### Text shown

Technology is ready, time to implement
If there is one message to take home from these two days, Waegemann said, it was that the technology is ready and we just need every clinic to sit down and figure out how to change. The technology is here but we need to change our workflow and how we are treating patients. We need to change healthcare from being physician-centered to involve all participants, he said. Waegemann pointed to nine players in participatory healthcare: Insurance companies, public health, primary care providers, hospitals, other caregivers (dentists), long term care providers, financial institutions, alternative health tservices, consumer/patient and wellness/health systems.
mHealth is much more than connectivity or wireless health, Waegemann said. It is based on the future of semantic web and interoperability. It is based on participatory health, but it is enabled by mobile devices. mHealth provides better quality of care, Waegemann said. It is more economical and more convenient, if done right. mHealth is not a fad — it is a revolution that is moving very fast, he explained. We need to address standards, work for change and move now, Waegemann concluded.

######
### Record excerpts

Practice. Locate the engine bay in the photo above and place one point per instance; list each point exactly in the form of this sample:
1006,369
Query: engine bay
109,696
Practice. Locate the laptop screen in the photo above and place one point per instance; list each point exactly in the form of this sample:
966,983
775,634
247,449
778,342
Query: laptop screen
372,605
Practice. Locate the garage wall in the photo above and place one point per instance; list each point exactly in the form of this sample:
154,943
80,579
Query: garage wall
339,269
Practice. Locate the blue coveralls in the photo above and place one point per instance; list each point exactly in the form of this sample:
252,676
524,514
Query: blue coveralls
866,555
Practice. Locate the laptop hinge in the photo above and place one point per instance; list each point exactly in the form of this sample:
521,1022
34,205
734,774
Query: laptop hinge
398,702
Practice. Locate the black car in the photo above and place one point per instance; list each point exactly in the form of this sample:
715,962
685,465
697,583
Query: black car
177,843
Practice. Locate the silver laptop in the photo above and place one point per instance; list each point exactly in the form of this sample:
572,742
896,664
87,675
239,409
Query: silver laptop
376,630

######
### Record excerpts

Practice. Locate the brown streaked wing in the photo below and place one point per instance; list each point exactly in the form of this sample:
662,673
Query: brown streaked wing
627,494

######

## Exercise 1
List each thing that, in the mHealth text's closing sentence, Waegemann says we need to do.
## Exercise 2
Write a continuation of the mHealth text, picking up after its last sentence.
These items have nothing to do with the mHealth text.

## Written answer 1
Address standards
Work for change
Move now

## Written answer 2
12 clusters for mHealth applications
mHI co-founder Claudia Tessier presented the 12 clusters of mHealth applications following Waegemann’s keynote:
1) Patient Communications: Patients can use their mobile device to prepare for their doctor’s visit by selecting a caregiver, booking an appointment or filling out surveys ahead of time for discussion during the visit. mHealth apps could also serve as a educational tool for doctors to use to discuss symptoms and conditions with patients during visits. Care providers can also push out reminders for appointments or medications by using mHealth apps and services. Patients can use their phone to access personal health records and continuity of care records, too.
2) Access to web-based resources: Patients and providers already use mobiles to do this for healthcare resources today.
3) Point of Care documentation for physicians and clinicians: Patient history, transmitting data via mobile. Issues for this cluster include: Accuracy, authentification, interoperability between mDevices and HIS/EMR.
4) Disease Management: Applications that help patients manage chronic conditions like diabetes, dermatology, asthma, smoking cessation, hypertension, weight control etc. initially, but other chronic conditions are getting it as well. This category has huge overlap others, Tessier said. Issues for this cluster include: FDA approval, aggregating data, proof of ROI.
5) Education Programs: Teaching, monitoring, coaching but not just for the patient. mHealth can be used for teaching colleagues of clinicians, too. Standards are needed here, Tessier said.
6) Professional Communication: Specific disease-related communities for patients and specialist communities for clinicians fall into this cluster. This can be done ensuring confidentiality.
7) Administrative Applications: Improving efficiency of workflow at the office. Mobile clinical assistants, etc. Self check-in — wouldn’t it be nice to do this once? Staff communications. Asset tracking. Surgical instruments, etc. Scheduling, bed management. Ease of communication. Financial charge capture.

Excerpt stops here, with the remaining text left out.